- [Data to use]:

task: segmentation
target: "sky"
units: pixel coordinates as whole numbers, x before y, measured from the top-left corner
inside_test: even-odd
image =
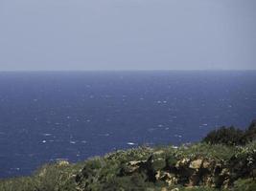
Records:
[[[0,71],[256,70],[255,0],[0,0]]]

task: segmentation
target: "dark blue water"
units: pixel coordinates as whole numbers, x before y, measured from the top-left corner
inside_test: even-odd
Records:
[[[255,72],[0,73],[0,177],[253,118]]]

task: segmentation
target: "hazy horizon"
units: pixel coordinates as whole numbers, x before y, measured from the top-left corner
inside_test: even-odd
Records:
[[[2,0],[0,71],[256,70],[254,0]]]

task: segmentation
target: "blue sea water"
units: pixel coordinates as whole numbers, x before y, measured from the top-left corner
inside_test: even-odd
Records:
[[[0,73],[0,178],[253,118],[255,72]]]

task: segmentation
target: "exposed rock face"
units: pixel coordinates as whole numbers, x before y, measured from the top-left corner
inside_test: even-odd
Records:
[[[194,159],[184,158],[176,163],[169,163],[167,159],[151,156],[148,160],[128,162],[121,176],[144,172],[148,176],[146,180],[148,181],[164,181],[168,185],[227,188],[234,180],[245,175],[249,176],[253,169],[256,169],[246,166],[248,161],[238,161],[235,158],[230,160],[227,165],[221,160],[217,162],[202,158]]]

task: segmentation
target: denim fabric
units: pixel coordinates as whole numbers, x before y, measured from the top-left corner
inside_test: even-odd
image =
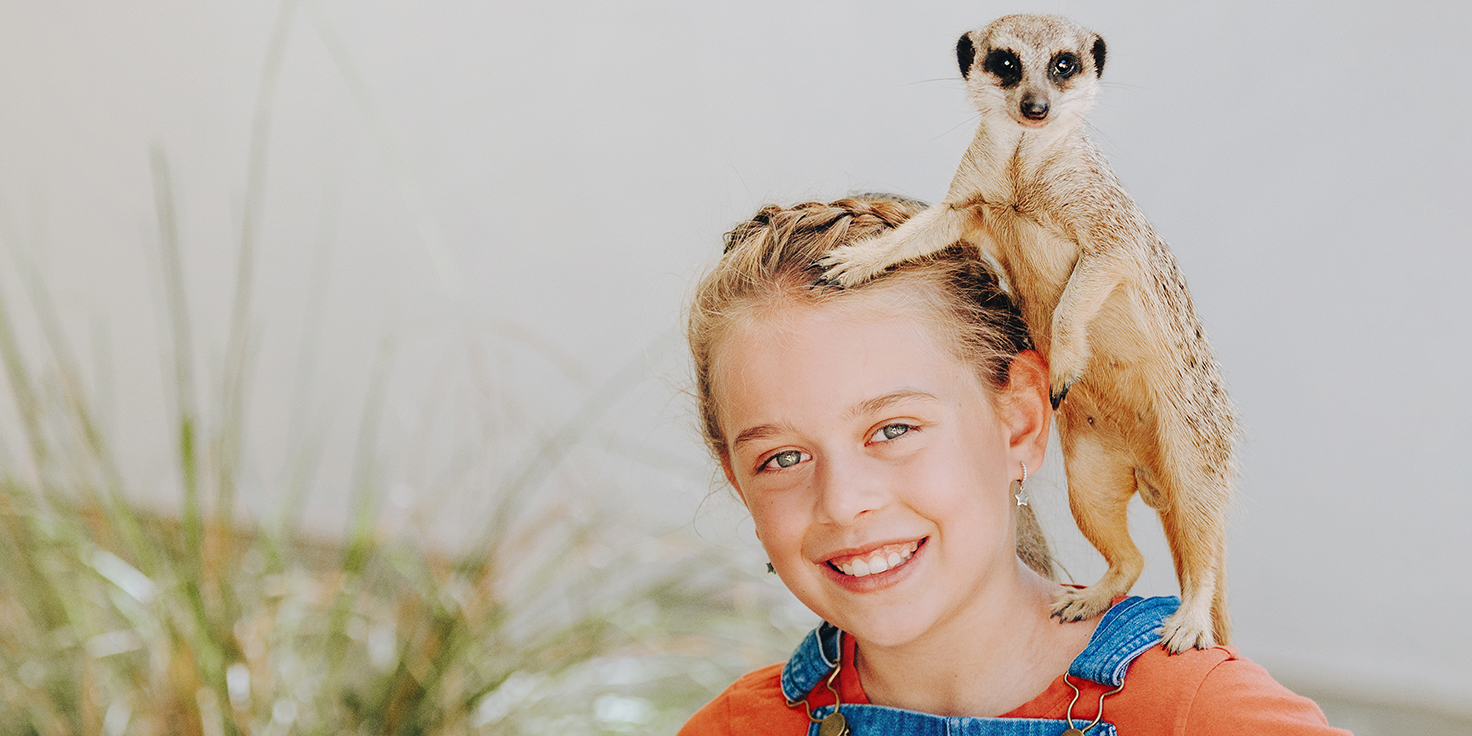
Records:
[[[782,695],[788,696],[788,702],[802,699],[823,682],[838,664],[841,645],[838,627],[827,621],[808,631],[782,667]]]
[[[1126,598],[1110,608],[1083,652],[1069,665],[1069,674],[1100,684],[1120,686],[1129,662],[1160,643],[1160,623],[1181,606],[1176,596]],[[829,623],[814,629],[782,668],[782,693],[788,701],[805,696],[833,670],[841,654],[841,631]],[[852,736],[1060,736],[1069,723],[1045,718],[970,718],[888,708],[883,705],[842,707]],[[818,718],[833,712],[832,705],[814,708]],[[1086,721],[1075,721],[1082,729]],[[818,724],[808,729],[817,736]],[[1089,729],[1089,736],[1114,736],[1108,721]]]
[[[1089,645],[1069,665],[1069,674],[1120,686],[1136,657],[1160,643],[1160,621],[1181,608],[1176,596],[1130,596],[1104,612]]]
[[[832,705],[813,708],[813,715],[821,718],[833,712]],[[1069,730],[1069,721],[1045,718],[952,718],[929,712],[886,708],[883,705],[843,704],[843,718],[848,720],[852,736],[1061,736]],[[1075,720],[1079,729],[1089,721]],[[817,736],[818,724],[808,727],[808,736]],[[1088,736],[1116,736],[1113,723],[1100,723],[1089,729]]]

- [What the exercise asks]: Render the records from their first line through the line containing "[[[0,71],[256,70],[255,0],[0,0]]]" as a Markdown table with the columns Row and Line, numbering each row and skipping blank lines. Leave the pictures out of the table.

- [Task solution]:
| Row | Line |
|---|---|
| 1 | task: segmentation |
| 2 | target: "sky" |
| 3 | units: pixel coordinates as whole numbers, x before y, measured from the top-left corner |
| 4 | inside_test: even-odd |
| 5 | image = |
| 6 | Records: |
| 7 | [[[0,71],[256,70],[255,0],[0,0]]] |